::: Record extracts

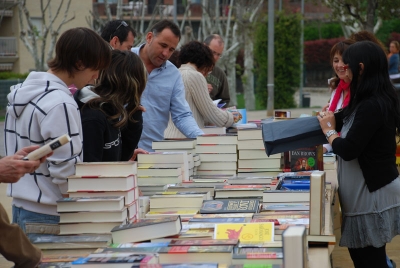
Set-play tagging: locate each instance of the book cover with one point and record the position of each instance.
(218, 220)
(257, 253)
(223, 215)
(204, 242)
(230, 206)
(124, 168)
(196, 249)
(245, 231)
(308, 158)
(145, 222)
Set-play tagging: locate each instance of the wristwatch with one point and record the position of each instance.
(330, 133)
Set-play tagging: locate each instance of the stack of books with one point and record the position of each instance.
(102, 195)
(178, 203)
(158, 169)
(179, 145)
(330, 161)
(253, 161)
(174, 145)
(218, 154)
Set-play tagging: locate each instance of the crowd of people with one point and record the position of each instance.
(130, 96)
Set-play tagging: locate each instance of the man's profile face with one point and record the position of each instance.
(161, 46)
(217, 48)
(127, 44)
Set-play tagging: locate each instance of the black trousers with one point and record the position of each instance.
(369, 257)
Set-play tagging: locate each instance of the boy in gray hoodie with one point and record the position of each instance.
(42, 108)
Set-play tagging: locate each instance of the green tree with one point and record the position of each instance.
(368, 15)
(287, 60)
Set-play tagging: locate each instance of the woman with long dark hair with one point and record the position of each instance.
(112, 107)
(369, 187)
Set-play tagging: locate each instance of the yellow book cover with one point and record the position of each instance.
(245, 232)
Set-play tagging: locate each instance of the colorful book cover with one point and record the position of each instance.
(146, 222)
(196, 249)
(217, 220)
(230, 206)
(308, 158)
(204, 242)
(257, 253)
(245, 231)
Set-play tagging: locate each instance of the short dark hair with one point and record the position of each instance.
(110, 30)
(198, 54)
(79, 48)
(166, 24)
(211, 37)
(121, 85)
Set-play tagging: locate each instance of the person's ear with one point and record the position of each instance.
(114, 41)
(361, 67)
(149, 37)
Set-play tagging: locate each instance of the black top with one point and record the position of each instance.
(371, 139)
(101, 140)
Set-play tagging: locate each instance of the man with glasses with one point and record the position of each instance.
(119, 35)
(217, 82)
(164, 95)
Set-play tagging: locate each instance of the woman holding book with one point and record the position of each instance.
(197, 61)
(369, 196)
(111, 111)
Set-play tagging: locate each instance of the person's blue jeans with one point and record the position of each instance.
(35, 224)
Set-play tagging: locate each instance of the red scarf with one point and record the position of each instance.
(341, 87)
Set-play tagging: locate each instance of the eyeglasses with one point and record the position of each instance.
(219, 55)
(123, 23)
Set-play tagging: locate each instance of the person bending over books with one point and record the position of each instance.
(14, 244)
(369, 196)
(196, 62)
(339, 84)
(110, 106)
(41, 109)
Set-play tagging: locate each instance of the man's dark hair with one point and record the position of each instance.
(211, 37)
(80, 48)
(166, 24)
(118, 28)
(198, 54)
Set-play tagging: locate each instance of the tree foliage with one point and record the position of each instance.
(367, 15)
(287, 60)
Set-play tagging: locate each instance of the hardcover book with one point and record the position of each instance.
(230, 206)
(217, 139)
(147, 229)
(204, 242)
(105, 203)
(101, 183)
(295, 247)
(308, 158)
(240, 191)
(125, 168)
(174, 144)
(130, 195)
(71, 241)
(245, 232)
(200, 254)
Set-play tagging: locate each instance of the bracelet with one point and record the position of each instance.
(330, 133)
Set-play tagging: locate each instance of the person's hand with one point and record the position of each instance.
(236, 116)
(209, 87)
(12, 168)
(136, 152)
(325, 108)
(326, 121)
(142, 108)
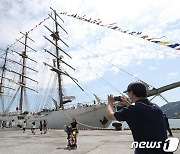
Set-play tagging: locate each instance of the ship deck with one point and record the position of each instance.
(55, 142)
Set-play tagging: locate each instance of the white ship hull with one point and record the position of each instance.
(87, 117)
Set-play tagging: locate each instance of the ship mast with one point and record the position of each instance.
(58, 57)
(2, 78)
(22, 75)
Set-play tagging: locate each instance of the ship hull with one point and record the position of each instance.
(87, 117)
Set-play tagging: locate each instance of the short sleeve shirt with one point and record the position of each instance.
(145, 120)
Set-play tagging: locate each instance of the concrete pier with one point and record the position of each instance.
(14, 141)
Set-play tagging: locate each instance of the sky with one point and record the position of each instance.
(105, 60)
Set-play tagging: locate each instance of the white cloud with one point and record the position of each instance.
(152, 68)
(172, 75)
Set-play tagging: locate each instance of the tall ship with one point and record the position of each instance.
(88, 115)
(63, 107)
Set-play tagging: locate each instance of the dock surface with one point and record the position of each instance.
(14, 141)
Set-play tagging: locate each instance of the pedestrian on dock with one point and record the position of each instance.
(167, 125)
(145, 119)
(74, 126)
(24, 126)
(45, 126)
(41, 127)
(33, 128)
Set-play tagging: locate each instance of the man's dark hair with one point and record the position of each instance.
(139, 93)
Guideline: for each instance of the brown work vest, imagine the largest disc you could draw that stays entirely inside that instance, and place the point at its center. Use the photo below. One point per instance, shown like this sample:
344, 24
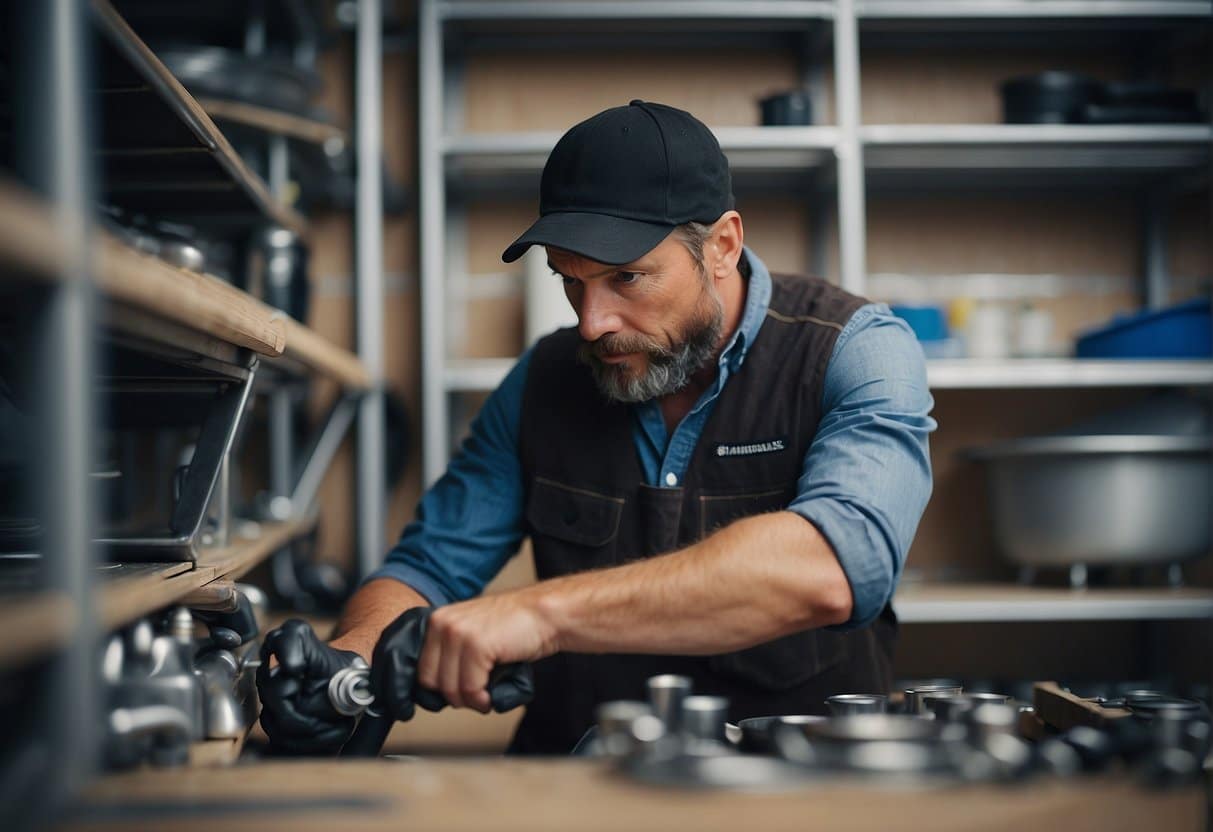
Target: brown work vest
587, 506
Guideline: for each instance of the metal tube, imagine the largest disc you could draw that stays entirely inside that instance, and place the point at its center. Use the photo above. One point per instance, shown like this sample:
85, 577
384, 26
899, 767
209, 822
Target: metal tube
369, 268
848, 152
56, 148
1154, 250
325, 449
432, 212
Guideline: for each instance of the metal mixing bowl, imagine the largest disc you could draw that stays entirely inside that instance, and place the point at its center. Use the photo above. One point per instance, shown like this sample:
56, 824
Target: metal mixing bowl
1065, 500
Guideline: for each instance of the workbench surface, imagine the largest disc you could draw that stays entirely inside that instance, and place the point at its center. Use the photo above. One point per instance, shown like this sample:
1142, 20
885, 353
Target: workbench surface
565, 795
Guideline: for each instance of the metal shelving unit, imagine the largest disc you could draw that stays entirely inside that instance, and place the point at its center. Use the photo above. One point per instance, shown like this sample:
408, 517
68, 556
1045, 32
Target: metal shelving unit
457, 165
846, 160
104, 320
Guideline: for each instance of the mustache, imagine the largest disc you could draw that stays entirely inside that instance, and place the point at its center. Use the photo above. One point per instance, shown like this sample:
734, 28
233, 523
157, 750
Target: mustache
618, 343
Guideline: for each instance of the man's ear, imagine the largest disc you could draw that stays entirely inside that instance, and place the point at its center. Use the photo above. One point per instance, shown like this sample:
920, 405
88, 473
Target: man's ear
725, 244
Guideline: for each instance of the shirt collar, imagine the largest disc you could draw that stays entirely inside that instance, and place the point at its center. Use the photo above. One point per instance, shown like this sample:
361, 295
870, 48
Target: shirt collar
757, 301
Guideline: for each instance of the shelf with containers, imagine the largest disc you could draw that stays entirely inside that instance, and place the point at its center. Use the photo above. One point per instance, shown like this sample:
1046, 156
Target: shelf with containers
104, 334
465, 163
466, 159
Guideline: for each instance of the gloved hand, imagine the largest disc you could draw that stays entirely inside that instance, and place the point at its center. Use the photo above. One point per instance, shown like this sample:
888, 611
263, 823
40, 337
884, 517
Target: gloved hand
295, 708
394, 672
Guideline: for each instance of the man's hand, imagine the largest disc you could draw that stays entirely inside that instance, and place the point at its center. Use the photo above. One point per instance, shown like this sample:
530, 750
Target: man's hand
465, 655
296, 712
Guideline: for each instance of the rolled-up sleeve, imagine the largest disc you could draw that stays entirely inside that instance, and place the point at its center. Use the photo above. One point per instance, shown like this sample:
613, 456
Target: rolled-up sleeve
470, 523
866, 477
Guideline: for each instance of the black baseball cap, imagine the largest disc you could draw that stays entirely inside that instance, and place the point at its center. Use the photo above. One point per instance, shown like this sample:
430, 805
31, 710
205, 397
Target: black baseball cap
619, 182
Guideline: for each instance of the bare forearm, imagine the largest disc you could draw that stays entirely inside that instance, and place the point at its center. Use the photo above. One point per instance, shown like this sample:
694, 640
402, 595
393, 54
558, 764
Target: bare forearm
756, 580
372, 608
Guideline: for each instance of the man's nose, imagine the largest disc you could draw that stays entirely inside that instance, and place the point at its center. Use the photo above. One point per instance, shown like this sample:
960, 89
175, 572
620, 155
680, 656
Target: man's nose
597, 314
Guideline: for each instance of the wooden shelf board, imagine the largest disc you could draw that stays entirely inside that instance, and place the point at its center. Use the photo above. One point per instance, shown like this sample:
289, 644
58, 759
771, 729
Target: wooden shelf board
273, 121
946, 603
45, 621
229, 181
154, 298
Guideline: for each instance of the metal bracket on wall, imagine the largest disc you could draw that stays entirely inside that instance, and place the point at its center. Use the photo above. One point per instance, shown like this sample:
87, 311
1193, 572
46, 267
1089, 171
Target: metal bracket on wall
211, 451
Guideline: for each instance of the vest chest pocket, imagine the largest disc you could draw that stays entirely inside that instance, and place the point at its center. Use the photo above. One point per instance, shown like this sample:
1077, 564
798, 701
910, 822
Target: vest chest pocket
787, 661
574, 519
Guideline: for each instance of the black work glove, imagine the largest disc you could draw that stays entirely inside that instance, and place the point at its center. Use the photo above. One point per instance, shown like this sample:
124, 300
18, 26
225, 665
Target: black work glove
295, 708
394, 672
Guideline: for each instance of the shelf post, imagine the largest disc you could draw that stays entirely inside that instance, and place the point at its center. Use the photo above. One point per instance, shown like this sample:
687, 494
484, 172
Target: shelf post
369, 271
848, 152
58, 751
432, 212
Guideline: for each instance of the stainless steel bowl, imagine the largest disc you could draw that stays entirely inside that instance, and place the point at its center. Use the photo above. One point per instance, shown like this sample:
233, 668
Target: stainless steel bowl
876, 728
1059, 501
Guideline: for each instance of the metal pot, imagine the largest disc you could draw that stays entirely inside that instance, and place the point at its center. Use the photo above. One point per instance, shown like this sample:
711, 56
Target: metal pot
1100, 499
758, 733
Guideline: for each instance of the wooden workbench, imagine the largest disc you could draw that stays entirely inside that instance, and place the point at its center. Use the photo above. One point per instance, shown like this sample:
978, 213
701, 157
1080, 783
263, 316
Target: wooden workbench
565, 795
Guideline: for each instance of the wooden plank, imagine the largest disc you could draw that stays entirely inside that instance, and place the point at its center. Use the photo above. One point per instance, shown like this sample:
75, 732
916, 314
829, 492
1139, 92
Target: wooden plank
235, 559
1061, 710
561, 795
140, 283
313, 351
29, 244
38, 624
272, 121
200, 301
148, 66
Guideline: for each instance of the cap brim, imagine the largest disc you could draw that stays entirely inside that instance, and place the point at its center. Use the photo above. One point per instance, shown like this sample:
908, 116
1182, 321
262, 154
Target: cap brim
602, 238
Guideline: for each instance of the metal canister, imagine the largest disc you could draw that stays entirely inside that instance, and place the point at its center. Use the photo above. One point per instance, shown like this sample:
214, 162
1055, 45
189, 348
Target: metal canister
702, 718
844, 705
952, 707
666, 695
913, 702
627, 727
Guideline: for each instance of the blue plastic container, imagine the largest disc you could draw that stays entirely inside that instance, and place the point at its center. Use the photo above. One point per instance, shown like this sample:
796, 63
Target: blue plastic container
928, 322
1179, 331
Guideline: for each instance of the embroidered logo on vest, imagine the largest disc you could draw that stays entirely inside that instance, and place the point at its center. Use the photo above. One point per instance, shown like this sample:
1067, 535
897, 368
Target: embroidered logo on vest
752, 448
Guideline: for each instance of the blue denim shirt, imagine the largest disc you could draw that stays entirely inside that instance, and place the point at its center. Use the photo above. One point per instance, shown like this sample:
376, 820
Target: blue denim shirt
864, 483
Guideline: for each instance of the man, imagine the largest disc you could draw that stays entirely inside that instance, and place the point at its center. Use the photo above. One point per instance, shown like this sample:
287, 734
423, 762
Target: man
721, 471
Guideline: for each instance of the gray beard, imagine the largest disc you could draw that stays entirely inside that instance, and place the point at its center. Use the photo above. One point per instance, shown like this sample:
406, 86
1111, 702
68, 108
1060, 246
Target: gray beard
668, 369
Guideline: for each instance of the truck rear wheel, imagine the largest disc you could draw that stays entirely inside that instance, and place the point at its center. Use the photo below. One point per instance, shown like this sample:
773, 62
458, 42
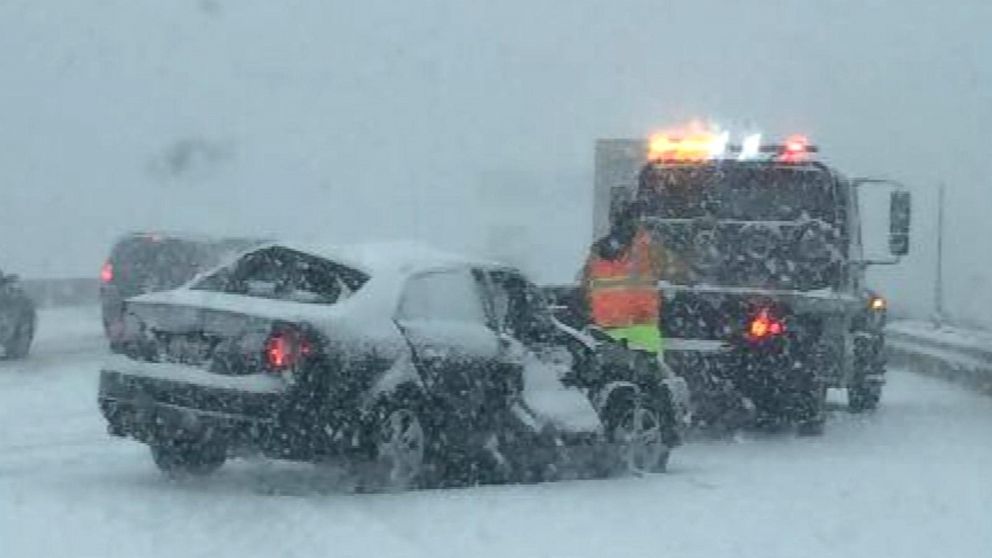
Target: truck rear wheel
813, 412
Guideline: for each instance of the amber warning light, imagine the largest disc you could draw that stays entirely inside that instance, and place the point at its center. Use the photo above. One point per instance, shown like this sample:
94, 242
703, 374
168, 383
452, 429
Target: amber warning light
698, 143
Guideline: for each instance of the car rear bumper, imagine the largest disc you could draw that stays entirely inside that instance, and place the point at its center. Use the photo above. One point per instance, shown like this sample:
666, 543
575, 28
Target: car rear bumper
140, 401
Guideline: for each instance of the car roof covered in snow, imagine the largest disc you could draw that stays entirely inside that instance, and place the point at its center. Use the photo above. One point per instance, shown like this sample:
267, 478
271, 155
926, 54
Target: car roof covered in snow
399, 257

::::::

#### Description of the task
Give the number of lines in the entries that include the string "below", and nothing more.

#### Exercise answer
2